• Quoted text:
* * * * * * *

Multi-Warehouse eCommerce Order Fulfillment, Pt. 1
In this post, we look at how we can use Powersets, Combinations and Permutations to calculate the number of ways we can split products in an order across multiple warehouses. We’ll make use of Python and pandas to illustrate the concepts in code.
In the beginning of every eCommerce startup, getting the orders out the door fast enough is the second best problem to have, right after getting “too many orders”.
Fulfillment life looks simple at this point:
However, once the startup grows up a little and has managed the basic tackling and blocking of order fulfillment, pretty soon Operations teams start on projects to optimize warehouse processes.
If the business is lucky enough to need more than one fulfillment center, we now have twice (or more) as many challenges. From the best location (hint: as a general rule, East of the Mississippi is where all the people live), to figuring out the optimal inventory and safety stock levels at each warehouse, there is no shortage of optimization challenges.
Split Shipments & Cross Shipping
One of those challenges that’s been occupying my mind for a while, is how to optimize (and really, minimize) split shipments.
Split shipments can happen in multi-warehouse settings when an order has to be split, i.e. fulfilled from more than one warehouse, because we didn’t have enough, or the right mix of inventory in any one location.

* * * * * * *

• Written instruction A: Repeat the passage of the post on multi-warehouse order fulfillment between "If the business" and "of optimization challenges.", inclusive.
• Written instruction B: In the post on multi-warehouse order fulfillment, which tools are used to illustrate the concepts in code?

• Raw data:
* * * * * * *

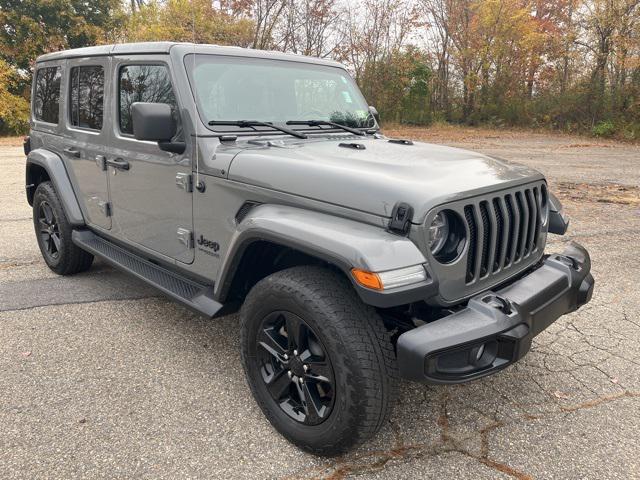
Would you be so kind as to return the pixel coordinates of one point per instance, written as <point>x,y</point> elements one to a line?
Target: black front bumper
<point>496,328</point>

* * * * * * *

• Written reply A:
If the business is lucky enough to need more than one fulfillment center, we now have twice (or more) as many challenges. From the best location (hint: as a general rule, East of the Mississippi is where all the people live), to figuring out the optimal inventory and safety stock levels at each warehouse, there is no shortage of optimization challenges.

• Written reply B: Python and pandas.